▶ Exercise goal
Take the lines of the material below, beginning at the line that has "Annotation task — mark the wall-mounted" and stopping after the line that has "<point>977,892</point>". Give those lines again, changing "keypoint" to "marker" and leaving everything else as it is.

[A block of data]
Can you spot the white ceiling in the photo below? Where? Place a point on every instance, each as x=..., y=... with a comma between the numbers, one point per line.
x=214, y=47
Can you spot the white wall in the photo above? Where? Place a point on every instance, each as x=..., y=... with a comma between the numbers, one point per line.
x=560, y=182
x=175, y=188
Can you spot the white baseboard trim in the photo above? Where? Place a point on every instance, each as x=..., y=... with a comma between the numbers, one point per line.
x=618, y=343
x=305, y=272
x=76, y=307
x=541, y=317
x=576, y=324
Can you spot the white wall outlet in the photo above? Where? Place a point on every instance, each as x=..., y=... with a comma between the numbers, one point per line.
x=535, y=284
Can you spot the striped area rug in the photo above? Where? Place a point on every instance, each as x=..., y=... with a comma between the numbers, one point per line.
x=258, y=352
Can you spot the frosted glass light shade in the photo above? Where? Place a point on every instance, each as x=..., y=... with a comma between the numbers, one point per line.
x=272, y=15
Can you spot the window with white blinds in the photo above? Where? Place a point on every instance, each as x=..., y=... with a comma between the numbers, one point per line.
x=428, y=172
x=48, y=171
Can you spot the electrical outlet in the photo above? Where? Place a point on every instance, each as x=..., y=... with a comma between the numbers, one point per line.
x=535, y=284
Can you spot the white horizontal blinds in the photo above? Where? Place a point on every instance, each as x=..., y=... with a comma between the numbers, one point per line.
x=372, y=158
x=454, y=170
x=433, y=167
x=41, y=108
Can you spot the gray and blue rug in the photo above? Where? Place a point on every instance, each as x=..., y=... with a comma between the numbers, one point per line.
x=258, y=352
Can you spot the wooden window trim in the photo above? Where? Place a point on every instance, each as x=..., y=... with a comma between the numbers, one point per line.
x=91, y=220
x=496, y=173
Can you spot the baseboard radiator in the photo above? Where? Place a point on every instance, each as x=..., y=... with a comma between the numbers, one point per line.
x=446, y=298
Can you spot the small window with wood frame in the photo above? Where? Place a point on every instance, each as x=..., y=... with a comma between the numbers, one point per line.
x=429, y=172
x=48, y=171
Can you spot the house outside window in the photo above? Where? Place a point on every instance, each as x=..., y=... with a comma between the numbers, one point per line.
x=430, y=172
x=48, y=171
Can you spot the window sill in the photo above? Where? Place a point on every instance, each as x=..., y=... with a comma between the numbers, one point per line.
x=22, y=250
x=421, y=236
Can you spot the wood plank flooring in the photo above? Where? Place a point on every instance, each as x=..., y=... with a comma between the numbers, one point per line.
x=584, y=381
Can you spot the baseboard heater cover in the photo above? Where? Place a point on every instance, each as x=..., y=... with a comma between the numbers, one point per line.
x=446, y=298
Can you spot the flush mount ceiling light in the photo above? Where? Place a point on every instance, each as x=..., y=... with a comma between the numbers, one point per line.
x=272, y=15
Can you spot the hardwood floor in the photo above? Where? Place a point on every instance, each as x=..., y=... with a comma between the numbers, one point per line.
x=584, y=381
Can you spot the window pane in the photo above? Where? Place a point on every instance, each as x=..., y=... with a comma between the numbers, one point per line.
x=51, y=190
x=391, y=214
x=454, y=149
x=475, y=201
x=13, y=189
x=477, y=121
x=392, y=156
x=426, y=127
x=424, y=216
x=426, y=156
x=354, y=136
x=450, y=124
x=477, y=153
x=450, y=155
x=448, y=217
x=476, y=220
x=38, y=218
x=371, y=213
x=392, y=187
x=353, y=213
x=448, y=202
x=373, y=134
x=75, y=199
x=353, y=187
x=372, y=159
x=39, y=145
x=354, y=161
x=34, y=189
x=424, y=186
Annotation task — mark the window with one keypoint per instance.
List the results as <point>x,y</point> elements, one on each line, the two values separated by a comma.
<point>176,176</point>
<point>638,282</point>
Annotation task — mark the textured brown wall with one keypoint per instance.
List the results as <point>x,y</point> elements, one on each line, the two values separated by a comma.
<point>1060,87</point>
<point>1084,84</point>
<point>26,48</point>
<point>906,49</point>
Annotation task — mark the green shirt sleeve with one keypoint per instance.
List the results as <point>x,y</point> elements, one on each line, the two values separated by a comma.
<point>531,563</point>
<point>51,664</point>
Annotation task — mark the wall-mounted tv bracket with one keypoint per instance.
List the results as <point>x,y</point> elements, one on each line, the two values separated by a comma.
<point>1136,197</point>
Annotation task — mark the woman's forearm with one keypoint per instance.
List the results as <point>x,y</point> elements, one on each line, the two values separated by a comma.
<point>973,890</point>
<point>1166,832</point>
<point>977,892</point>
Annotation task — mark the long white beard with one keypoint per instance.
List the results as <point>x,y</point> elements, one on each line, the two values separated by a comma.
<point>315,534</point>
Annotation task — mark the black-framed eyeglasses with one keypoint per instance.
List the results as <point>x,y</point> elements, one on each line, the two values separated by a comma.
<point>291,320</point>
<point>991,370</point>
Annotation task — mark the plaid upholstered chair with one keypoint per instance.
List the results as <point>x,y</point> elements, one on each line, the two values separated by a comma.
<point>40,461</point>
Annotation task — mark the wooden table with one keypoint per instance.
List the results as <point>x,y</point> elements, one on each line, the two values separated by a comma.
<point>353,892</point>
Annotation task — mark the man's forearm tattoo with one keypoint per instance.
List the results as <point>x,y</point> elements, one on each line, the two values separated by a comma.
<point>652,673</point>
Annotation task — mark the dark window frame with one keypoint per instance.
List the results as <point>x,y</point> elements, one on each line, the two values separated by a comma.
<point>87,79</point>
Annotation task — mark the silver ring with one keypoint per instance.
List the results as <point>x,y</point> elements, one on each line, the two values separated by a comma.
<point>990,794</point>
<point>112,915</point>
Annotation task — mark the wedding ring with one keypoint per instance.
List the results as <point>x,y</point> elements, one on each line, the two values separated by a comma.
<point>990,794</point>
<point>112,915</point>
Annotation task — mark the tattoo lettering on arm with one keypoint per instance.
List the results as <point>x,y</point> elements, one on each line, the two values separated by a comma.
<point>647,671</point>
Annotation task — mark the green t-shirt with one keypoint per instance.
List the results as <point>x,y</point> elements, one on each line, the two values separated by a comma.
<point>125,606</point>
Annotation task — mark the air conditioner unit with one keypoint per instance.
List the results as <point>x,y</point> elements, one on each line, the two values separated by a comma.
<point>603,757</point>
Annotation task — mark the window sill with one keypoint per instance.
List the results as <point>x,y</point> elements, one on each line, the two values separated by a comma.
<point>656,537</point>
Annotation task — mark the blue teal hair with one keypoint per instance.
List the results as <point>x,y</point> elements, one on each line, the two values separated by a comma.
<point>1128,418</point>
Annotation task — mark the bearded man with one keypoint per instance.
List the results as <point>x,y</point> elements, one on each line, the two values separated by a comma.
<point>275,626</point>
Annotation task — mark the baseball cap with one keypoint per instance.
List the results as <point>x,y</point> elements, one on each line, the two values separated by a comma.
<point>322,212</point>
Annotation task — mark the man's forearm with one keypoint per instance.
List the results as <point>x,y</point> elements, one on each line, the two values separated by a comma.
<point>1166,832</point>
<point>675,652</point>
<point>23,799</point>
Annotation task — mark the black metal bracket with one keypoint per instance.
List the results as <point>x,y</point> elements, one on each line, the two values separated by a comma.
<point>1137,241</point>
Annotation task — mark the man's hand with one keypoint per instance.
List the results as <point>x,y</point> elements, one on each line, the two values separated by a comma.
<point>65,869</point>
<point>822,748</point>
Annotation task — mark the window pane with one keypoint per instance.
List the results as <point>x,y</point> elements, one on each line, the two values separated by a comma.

▶ Result below
Annotation task — mark the wall-mounted tv bracket with one marker per instance.
List the results as <point>x,y</point> elements, one on each line, the two values separated by a comma.
<point>1136,197</point>
Annotation task — mark the woman's forearm with one marker per instance.
List the results as <point>x,y</point> elements, one on each line, the two values separated by a comma.
<point>973,890</point>
<point>1166,832</point>
<point>977,892</point>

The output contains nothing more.